PROBLEM: Render the lines from the one with "Segment the dense" to the one with "Provide the mask of the dense vegetation.", both included, as a Markdown table with two columns, Number and Content. Leave out any blank lines.

DATA SUPPLIED:
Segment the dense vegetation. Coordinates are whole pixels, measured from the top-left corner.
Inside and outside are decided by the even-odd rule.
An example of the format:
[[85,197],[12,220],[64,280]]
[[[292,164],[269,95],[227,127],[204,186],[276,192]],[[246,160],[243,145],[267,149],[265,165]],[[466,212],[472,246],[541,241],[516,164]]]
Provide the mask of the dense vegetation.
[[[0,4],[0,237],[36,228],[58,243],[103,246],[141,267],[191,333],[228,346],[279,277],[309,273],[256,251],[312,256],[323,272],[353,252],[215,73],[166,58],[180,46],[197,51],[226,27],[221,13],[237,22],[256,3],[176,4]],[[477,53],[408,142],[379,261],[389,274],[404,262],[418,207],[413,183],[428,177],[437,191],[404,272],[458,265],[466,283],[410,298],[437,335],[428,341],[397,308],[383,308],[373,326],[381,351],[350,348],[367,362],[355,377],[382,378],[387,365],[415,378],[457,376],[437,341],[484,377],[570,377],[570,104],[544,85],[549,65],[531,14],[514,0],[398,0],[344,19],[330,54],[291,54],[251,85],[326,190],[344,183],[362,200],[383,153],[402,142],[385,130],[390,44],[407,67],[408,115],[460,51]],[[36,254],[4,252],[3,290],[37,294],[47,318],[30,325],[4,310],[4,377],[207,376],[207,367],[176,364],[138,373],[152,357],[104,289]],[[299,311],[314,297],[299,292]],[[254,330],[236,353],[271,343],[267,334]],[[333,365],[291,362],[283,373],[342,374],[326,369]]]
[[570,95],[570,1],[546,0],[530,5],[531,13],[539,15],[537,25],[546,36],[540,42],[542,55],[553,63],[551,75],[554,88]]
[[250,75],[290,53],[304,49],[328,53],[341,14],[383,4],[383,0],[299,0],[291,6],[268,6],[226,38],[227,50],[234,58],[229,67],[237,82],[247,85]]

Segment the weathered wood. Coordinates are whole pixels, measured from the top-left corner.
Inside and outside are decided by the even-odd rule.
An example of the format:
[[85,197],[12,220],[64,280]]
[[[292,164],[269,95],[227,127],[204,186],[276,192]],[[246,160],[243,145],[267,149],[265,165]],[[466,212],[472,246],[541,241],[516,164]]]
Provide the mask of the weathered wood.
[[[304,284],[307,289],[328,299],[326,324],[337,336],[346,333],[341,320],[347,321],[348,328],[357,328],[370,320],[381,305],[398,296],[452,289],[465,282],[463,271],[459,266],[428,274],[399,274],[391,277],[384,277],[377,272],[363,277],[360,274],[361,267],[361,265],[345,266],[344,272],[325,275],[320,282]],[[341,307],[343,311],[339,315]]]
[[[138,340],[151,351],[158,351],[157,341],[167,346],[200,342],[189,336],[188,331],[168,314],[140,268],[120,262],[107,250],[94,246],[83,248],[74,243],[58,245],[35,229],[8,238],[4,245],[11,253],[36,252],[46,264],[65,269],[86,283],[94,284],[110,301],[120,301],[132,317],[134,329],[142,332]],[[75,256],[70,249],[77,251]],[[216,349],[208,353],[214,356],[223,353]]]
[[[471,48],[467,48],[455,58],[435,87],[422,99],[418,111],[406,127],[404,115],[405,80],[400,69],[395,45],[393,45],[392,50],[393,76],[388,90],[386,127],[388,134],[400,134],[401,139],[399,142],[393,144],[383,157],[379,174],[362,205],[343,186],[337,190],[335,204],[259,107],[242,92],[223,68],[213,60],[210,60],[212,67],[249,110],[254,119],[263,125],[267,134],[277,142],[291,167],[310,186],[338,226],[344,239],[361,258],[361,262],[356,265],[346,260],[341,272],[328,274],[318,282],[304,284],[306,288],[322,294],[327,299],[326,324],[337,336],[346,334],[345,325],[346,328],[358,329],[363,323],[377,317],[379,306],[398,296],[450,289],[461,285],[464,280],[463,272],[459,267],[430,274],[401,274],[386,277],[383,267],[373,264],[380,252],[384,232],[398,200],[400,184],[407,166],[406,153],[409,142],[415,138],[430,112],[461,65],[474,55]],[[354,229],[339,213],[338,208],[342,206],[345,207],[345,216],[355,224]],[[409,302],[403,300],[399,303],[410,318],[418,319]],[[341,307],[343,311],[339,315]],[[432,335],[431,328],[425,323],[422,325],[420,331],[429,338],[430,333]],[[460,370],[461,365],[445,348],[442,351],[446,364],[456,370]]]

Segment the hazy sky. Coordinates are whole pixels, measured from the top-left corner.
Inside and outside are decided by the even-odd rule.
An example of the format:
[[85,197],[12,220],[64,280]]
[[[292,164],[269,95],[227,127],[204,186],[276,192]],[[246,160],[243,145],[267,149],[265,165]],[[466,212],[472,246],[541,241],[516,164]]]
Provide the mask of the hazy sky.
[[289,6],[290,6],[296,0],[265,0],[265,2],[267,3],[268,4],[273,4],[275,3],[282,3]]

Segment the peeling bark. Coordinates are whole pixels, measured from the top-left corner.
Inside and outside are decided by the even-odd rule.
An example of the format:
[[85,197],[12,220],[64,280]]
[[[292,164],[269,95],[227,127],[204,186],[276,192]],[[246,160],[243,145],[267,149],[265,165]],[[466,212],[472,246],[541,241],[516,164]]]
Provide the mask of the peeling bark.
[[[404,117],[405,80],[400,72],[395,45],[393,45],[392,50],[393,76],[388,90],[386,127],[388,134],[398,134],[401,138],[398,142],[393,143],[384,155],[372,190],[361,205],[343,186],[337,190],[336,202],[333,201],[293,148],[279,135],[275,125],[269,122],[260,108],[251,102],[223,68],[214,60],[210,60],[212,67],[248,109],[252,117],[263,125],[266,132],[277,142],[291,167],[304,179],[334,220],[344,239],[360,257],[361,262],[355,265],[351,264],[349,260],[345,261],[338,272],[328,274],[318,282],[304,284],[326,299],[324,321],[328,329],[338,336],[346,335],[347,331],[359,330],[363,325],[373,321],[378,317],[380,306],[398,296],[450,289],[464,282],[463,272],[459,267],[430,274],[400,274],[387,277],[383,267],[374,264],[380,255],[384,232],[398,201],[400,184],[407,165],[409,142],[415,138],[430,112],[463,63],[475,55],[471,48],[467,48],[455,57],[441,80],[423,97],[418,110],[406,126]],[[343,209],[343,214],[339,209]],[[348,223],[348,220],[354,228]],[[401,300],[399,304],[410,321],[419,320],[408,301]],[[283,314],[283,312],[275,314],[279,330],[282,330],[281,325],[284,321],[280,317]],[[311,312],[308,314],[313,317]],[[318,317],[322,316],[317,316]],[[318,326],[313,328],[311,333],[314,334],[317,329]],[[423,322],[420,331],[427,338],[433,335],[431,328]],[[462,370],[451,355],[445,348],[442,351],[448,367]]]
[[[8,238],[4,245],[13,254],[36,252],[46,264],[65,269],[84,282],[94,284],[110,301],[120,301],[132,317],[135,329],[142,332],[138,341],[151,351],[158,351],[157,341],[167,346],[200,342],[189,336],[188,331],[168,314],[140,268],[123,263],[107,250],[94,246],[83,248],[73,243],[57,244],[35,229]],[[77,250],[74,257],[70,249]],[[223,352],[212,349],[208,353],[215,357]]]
* * *
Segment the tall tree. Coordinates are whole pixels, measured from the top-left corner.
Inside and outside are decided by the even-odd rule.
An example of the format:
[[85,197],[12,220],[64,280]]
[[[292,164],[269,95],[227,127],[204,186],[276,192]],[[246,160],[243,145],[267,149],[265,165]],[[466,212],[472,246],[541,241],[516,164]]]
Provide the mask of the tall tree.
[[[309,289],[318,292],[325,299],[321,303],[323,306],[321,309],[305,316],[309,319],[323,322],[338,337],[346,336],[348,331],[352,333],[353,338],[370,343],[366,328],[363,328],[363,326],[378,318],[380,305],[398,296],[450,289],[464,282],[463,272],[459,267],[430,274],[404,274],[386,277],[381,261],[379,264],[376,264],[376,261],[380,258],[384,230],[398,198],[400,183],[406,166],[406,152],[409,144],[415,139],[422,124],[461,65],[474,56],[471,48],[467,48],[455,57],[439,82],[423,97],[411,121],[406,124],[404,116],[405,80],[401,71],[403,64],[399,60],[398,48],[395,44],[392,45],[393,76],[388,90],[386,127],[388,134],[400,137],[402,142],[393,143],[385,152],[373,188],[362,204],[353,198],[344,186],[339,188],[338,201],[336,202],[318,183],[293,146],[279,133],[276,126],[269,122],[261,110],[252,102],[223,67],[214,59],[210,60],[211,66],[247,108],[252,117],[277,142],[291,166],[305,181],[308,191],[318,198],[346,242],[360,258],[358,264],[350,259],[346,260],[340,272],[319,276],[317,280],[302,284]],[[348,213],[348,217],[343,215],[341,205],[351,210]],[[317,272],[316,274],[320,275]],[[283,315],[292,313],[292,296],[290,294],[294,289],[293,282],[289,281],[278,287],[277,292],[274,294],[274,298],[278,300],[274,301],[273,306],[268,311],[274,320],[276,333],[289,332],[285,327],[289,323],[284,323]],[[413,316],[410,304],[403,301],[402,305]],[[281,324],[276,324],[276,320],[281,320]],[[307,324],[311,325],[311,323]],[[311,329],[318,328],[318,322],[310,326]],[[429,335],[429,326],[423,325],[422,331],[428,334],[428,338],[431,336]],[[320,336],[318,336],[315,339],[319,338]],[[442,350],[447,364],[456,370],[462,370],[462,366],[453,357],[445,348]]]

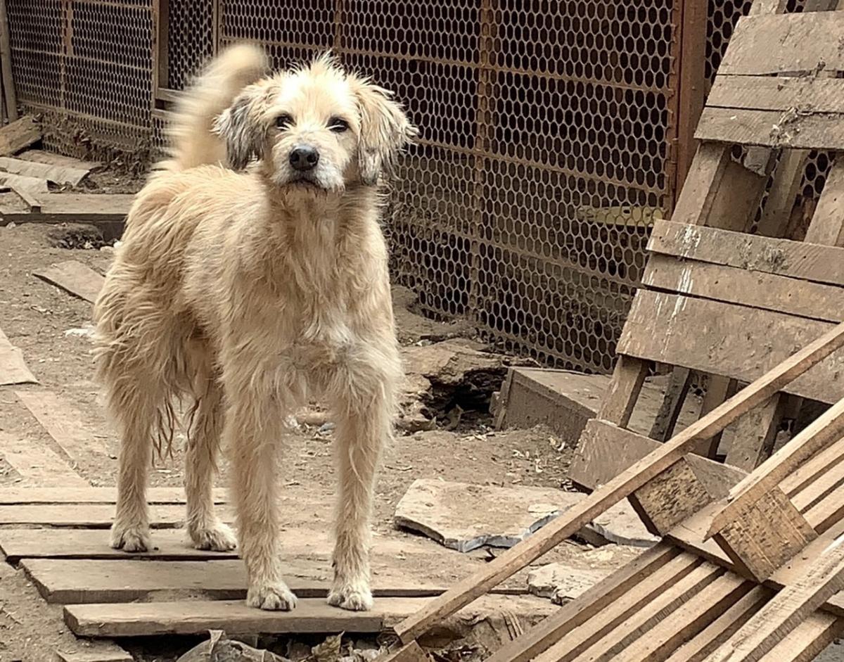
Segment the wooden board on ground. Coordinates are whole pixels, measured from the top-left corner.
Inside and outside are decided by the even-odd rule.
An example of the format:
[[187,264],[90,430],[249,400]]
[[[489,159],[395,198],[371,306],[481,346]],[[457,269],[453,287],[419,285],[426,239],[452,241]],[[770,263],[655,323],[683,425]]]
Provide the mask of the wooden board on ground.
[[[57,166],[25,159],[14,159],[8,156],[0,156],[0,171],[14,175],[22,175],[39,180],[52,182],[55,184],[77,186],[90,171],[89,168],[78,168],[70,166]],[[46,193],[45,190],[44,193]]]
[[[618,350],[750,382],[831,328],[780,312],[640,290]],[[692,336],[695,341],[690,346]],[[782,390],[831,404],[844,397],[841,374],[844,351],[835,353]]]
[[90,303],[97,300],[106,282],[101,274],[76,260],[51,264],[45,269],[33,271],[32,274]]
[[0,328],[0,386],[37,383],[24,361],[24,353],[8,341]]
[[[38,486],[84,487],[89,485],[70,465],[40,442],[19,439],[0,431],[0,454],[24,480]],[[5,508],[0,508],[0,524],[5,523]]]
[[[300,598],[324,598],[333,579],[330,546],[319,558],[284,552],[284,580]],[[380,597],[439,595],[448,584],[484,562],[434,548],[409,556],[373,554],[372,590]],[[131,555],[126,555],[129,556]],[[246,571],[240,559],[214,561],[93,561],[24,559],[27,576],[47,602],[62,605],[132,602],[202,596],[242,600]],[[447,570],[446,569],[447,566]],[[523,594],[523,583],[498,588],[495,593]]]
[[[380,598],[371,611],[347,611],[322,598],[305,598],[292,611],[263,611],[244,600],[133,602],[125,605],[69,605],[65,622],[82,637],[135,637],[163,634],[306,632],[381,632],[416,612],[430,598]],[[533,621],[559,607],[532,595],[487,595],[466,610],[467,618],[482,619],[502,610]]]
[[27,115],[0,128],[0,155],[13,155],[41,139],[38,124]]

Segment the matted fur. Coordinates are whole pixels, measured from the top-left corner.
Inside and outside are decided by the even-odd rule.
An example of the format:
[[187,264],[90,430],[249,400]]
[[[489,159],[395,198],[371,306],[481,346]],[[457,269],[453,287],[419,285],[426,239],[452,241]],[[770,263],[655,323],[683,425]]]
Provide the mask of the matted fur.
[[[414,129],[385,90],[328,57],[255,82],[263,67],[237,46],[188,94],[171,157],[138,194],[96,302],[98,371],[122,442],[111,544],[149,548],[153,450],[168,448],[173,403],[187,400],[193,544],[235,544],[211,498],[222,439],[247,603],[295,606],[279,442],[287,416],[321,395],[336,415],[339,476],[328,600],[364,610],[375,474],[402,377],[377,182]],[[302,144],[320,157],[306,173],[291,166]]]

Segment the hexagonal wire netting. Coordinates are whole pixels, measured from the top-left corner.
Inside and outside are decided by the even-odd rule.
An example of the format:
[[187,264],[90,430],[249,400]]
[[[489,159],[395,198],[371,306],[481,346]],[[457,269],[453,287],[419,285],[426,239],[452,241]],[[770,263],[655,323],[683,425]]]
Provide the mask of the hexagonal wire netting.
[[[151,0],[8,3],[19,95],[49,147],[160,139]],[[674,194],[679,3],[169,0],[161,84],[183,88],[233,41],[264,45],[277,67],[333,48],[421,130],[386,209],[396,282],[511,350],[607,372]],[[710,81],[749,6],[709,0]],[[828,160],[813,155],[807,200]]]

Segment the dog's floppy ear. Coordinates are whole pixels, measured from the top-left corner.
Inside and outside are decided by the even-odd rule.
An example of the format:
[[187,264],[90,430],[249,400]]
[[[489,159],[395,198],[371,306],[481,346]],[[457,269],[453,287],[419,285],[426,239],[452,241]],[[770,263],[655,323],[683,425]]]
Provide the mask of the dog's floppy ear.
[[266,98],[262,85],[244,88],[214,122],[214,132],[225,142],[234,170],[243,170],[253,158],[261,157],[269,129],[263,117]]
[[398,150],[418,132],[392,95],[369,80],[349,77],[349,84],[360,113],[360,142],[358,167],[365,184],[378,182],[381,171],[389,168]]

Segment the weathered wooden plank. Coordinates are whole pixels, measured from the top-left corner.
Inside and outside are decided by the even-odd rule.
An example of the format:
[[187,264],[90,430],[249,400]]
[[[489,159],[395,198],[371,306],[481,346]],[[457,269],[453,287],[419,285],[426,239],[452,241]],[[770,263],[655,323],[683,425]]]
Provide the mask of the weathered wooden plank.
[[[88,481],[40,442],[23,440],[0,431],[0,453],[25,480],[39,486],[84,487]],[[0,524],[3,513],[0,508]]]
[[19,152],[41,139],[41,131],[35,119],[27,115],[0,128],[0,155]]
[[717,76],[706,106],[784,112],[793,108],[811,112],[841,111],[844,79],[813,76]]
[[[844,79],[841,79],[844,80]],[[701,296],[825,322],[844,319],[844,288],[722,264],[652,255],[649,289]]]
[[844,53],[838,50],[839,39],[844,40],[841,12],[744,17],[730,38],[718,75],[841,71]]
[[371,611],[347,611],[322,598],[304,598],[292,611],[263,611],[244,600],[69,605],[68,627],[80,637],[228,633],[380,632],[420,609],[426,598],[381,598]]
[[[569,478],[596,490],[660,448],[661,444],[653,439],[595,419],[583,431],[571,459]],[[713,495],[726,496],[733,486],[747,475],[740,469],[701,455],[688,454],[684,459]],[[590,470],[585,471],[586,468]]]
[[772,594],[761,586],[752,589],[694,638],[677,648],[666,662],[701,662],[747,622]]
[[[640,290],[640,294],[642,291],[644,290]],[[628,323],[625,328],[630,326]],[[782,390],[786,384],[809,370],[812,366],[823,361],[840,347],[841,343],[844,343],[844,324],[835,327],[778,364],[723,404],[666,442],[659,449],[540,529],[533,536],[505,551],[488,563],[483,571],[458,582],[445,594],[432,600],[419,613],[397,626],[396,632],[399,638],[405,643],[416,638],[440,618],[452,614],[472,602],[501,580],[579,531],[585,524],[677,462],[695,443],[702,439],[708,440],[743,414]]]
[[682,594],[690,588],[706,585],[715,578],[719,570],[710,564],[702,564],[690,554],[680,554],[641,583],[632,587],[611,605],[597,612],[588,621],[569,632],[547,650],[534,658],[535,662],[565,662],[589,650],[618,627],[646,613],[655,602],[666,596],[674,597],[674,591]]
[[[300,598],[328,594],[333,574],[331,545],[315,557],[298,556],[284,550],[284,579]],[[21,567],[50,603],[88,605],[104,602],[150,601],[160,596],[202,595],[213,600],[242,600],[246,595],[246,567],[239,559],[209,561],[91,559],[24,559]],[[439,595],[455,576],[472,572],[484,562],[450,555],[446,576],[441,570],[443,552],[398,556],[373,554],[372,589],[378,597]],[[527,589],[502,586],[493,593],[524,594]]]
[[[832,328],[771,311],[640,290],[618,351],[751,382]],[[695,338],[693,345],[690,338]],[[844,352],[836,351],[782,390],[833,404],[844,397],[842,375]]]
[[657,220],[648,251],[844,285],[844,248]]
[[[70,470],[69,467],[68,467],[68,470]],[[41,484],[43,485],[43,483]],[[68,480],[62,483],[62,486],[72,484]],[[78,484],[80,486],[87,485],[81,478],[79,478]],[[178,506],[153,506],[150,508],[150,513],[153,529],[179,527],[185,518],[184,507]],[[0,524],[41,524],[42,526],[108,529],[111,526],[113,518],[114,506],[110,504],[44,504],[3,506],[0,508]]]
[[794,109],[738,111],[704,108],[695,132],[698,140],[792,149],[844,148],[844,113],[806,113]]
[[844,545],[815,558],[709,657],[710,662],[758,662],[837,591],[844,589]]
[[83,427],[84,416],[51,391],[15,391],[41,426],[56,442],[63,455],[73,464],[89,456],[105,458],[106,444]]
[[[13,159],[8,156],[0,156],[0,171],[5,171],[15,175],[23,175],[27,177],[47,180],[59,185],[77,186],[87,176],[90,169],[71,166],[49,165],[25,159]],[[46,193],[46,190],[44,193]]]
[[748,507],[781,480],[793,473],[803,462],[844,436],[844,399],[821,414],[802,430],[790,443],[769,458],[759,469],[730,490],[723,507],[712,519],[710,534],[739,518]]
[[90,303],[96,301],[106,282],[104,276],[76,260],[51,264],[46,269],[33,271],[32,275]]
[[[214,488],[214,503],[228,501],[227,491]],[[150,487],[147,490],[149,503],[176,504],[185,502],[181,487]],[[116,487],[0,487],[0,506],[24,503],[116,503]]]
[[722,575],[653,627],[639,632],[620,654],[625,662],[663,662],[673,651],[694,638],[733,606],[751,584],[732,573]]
---
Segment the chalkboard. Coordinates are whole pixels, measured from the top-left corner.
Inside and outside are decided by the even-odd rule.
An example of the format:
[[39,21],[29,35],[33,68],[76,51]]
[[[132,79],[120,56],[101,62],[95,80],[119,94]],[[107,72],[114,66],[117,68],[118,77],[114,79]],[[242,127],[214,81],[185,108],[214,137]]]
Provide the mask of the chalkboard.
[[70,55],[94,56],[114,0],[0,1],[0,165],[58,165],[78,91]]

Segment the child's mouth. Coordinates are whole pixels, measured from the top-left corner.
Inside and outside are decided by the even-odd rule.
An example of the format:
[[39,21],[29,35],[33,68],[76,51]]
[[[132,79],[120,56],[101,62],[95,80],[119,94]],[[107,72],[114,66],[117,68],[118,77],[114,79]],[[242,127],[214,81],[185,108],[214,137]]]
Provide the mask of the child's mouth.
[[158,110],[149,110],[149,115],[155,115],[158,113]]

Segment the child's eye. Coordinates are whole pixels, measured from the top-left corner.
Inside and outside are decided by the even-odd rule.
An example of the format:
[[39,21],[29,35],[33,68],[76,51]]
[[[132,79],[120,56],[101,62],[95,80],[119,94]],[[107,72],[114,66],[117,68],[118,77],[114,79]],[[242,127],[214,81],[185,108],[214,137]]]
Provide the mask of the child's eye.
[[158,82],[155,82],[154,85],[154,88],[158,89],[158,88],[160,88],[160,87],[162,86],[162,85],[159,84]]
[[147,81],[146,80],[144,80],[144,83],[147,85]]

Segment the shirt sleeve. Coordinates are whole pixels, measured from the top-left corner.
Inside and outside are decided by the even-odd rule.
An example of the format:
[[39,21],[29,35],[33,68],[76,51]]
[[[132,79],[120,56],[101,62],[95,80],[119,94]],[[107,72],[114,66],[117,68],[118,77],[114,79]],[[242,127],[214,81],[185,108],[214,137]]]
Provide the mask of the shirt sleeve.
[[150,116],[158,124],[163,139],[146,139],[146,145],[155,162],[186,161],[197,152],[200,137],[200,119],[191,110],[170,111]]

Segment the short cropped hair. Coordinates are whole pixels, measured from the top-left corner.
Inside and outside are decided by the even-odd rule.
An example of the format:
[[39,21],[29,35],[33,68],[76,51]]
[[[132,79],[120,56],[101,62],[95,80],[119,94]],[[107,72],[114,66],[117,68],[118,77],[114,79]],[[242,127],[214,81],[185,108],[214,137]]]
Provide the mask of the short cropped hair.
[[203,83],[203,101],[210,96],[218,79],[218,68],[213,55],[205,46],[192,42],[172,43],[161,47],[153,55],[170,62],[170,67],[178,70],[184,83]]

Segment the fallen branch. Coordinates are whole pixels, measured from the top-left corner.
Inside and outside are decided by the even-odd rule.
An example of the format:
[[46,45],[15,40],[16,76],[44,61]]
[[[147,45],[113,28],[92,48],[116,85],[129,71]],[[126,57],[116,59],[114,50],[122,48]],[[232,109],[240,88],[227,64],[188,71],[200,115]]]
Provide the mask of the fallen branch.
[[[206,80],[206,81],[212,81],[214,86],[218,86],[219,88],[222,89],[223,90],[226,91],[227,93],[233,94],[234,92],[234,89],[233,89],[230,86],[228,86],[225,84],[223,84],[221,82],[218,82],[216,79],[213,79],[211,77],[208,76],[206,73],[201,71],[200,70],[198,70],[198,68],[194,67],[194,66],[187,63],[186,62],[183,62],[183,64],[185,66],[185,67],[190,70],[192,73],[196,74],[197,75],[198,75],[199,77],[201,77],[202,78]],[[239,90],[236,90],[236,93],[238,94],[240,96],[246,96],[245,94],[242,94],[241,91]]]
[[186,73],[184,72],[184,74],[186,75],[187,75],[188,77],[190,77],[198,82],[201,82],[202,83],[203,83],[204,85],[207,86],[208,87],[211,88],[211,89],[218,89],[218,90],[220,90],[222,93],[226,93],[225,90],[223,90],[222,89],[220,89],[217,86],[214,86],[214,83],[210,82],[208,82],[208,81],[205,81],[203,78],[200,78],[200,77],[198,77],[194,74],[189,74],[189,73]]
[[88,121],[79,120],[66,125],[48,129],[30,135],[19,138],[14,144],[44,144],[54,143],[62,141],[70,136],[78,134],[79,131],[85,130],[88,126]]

ANSWER TO THE EXERCISE:
| Number | Content |
|---|---|
| 1 | Segment the dense vegetation. Coordinates are whole pixels, measured from the top-left corner. |
| 2 | Inside and outside are decided by the even-odd rule. |
| 3 | An example of the format: |
| 4 | [[85,197],[12,220],[64,280]] |
| 5 | [[[292,164],[269,95],[227,127],[204,186],[276,192]],[[246,160],[243,145],[267,149],[265,165]],[[466,212],[472,246],[541,241],[516,164]]] |
| 6 | Provide the mask of the dense vegetation. |